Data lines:
----------

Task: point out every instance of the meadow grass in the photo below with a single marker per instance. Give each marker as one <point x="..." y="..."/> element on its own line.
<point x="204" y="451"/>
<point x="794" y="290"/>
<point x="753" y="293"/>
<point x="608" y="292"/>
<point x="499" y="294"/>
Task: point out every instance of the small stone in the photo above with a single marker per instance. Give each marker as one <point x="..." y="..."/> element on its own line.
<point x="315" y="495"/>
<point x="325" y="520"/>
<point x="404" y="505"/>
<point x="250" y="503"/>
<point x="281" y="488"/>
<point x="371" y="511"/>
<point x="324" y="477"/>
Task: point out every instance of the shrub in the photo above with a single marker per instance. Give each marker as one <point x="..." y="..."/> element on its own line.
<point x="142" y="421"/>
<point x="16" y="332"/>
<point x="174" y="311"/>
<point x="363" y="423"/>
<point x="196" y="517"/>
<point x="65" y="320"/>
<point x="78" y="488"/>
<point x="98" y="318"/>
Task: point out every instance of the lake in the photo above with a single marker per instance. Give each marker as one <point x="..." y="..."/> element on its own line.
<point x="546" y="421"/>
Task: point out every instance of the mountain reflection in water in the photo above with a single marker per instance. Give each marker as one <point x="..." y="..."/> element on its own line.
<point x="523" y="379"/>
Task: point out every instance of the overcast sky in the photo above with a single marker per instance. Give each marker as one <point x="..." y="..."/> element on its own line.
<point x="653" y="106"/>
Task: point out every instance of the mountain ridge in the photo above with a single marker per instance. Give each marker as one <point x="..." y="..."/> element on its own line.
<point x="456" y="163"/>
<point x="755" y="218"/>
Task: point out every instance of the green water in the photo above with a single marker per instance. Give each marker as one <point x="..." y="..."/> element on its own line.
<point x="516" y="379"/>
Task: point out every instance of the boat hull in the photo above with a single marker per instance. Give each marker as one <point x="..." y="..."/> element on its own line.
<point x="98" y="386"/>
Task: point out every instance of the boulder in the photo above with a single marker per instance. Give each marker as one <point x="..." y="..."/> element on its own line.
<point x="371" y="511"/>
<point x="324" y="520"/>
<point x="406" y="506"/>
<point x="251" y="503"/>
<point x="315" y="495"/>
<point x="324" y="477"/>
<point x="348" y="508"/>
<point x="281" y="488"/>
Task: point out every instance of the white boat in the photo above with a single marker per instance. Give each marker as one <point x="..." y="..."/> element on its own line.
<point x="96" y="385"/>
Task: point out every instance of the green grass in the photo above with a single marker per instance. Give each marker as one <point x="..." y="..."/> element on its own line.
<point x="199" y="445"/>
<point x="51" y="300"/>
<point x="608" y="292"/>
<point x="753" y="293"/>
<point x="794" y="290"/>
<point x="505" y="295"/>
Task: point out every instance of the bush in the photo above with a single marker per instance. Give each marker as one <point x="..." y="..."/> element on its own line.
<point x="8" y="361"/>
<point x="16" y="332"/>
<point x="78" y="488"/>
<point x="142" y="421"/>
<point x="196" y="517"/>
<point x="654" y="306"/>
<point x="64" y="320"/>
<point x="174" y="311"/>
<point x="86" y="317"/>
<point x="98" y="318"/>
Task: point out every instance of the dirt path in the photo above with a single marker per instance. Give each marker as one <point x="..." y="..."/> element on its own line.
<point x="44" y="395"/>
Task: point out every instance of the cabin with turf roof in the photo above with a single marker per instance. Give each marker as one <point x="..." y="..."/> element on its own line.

----------

Give the lines as a numbered list, starting at the line that contains "Task: point out every instance of the dirt" and ending with the last line above. Leave out any blank lines.

_EXERCISE OUTPUT_:
1. Task: point out every instance of the dirt path in the photo above with a single marker per instance. Give each marker as one <point x="..." y="..."/> element on its own line.
2. <point x="44" y="395"/>
3. Task: point out every instance of the cabin with turf roof in the photo above with a single marker per instance. Give each marker as one <point x="..." y="..."/> element on its own line.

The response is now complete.